_TASK DESCRIPTION:_ Extract each line of the records below that contains the word "wrinkled", and copy every such line in full.

_INFORMATION PROVIDED:_
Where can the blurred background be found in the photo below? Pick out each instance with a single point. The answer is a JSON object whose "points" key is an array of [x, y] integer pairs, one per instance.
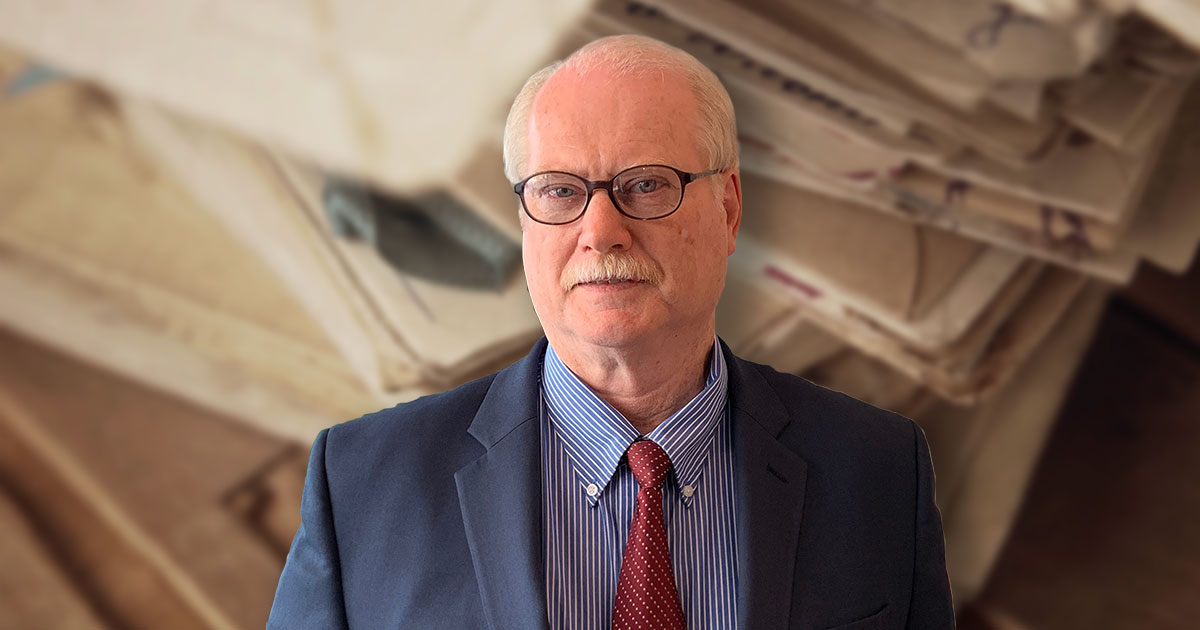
{"points": [[225, 226]]}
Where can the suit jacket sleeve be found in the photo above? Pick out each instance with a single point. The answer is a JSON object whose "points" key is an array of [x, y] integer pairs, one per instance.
{"points": [[310, 592], [930, 605]]}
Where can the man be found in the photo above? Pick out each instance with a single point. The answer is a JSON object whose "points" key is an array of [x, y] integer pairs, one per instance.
{"points": [[629, 472]]}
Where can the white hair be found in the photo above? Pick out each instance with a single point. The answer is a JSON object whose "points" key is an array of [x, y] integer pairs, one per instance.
{"points": [[633, 55]]}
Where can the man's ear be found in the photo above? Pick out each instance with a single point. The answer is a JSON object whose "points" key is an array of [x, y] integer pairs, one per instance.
{"points": [[731, 199]]}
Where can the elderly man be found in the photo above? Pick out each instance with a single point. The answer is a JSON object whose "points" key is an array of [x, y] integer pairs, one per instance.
{"points": [[630, 472]]}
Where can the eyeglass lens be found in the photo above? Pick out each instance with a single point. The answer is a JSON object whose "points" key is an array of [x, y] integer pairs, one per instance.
{"points": [[642, 192]]}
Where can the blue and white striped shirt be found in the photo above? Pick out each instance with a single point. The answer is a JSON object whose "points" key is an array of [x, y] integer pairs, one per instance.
{"points": [[589, 493]]}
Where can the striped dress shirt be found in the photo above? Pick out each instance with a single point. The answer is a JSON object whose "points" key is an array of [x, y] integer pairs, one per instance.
{"points": [[589, 493]]}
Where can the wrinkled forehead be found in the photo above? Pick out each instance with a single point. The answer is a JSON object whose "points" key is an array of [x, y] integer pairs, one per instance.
{"points": [[600, 121]]}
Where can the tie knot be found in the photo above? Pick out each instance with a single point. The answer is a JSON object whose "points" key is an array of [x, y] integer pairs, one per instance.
{"points": [[649, 463]]}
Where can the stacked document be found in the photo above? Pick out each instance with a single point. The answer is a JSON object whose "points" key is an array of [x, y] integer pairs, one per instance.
{"points": [[939, 184], [1043, 138], [934, 184]]}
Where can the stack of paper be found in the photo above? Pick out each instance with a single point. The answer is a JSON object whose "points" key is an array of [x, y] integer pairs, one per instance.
{"points": [[934, 183], [1039, 137]]}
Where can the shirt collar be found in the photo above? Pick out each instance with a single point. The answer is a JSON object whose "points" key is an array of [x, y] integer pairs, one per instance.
{"points": [[595, 435]]}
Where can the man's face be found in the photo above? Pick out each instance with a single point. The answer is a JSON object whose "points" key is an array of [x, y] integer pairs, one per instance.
{"points": [[595, 125]]}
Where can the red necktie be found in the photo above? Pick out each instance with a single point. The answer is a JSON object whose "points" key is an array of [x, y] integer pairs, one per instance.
{"points": [[646, 592]]}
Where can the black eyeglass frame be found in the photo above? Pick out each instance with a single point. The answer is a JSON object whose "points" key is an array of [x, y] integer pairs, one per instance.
{"points": [[607, 185]]}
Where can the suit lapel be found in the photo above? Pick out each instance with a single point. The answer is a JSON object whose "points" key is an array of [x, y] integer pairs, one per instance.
{"points": [[769, 491], [501, 498]]}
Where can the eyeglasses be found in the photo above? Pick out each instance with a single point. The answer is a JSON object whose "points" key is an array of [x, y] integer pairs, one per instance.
{"points": [[645, 192]]}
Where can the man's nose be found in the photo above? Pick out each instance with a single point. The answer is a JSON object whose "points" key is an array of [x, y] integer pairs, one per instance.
{"points": [[603, 227]]}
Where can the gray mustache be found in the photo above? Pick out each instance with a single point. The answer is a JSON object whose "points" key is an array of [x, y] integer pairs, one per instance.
{"points": [[611, 268]]}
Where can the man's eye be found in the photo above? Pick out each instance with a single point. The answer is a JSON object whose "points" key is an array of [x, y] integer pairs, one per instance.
{"points": [[646, 185]]}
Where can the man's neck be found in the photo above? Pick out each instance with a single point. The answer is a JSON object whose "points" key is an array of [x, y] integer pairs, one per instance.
{"points": [[648, 382]]}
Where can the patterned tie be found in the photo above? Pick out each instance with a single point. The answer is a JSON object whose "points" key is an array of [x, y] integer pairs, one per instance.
{"points": [[646, 592]]}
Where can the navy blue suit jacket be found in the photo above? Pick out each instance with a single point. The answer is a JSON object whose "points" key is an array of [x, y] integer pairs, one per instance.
{"points": [[429, 514]]}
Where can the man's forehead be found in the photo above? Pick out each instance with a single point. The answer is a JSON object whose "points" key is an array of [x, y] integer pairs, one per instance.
{"points": [[601, 121]]}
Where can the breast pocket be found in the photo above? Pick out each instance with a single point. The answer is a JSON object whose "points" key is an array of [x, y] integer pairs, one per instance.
{"points": [[874, 621]]}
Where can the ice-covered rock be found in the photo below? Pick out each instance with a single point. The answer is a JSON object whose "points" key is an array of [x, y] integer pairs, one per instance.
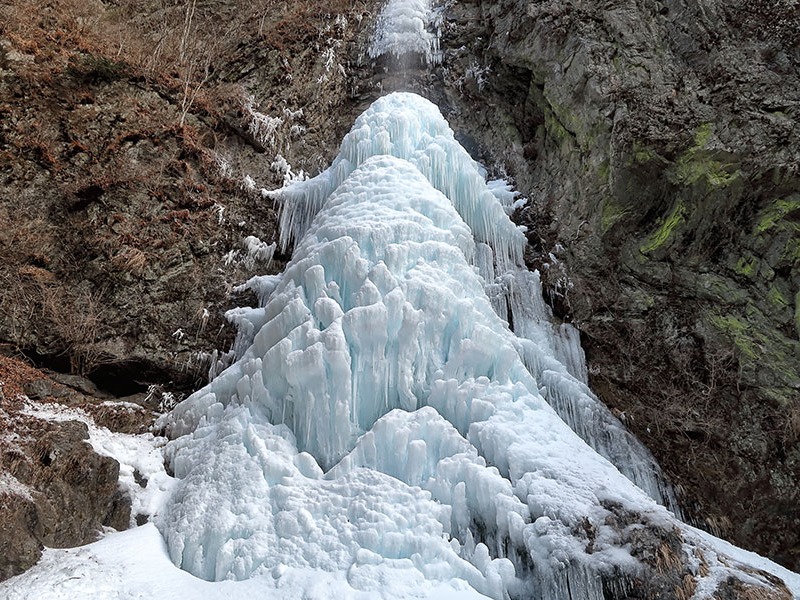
{"points": [[382, 423]]}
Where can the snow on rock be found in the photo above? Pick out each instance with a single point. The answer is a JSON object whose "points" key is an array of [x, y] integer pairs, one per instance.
{"points": [[382, 432], [379, 359], [409, 127], [406, 27]]}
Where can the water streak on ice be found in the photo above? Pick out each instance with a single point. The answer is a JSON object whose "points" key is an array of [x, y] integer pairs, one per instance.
{"points": [[381, 420]]}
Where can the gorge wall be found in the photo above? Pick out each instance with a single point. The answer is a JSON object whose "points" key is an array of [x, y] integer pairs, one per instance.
{"points": [[657, 143]]}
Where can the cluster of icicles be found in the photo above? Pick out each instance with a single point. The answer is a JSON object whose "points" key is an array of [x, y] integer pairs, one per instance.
{"points": [[381, 420]]}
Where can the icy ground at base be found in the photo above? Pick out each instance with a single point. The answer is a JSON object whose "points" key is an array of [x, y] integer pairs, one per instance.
{"points": [[382, 432]]}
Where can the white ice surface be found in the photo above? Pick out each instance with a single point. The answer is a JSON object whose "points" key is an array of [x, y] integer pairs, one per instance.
{"points": [[405, 27], [382, 432], [135, 565]]}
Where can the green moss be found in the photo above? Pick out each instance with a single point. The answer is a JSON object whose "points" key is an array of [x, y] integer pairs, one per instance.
{"points": [[797, 313], [738, 332], [604, 171], [643, 154], [776, 298], [746, 266], [702, 135], [554, 127], [700, 164], [660, 236]]}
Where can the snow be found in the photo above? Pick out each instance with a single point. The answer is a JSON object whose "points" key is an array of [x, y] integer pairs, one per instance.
{"points": [[406, 27], [382, 431], [138, 456]]}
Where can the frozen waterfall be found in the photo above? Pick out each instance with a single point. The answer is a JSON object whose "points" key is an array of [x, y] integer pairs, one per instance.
{"points": [[381, 421]]}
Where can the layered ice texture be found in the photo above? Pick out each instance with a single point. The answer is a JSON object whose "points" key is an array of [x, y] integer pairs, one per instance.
{"points": [[381, 421]]}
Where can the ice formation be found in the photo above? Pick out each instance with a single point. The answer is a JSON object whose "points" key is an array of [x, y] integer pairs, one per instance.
{"points": [[381, 420], [406, 27]]}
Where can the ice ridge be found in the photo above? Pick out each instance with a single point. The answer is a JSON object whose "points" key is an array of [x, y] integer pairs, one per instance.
{"points": [[381, 420], [406, 27]]}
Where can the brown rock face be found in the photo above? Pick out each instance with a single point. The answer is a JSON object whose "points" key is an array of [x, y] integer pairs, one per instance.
{"points": [[55, 490], [658, 144]]}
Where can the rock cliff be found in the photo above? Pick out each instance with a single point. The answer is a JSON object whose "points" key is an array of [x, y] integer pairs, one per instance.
{"points": [[657, 142]]}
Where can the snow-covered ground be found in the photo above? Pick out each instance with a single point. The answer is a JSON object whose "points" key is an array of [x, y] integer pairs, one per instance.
{"points": [[382, 432]]}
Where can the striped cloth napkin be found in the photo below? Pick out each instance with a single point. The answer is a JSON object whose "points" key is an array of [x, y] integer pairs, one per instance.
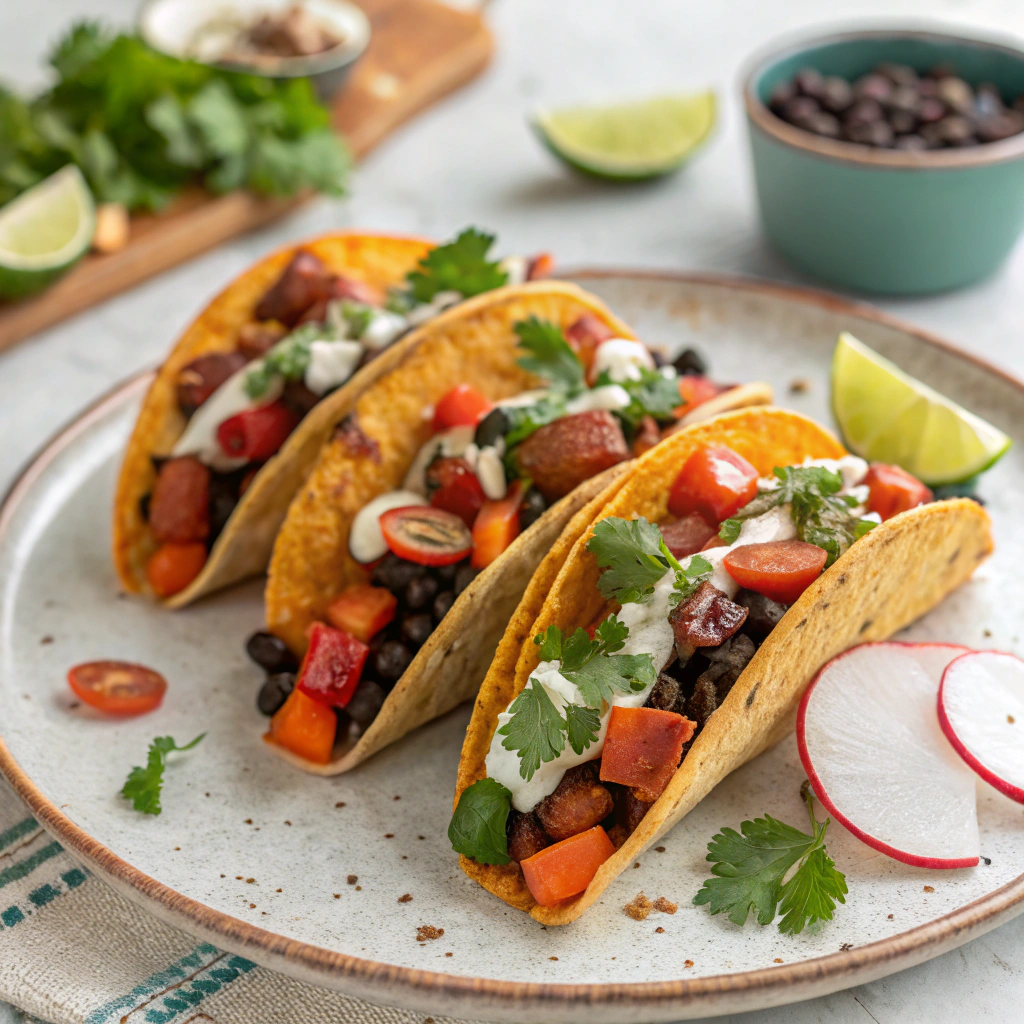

_FULL RESPONSE:_
Where can the wrinkled forehead be found in the photo above? Pick out each instance with a single point. The answer is a JSON object whose "points" key is an array of [x, y] integer pairs, one per instance.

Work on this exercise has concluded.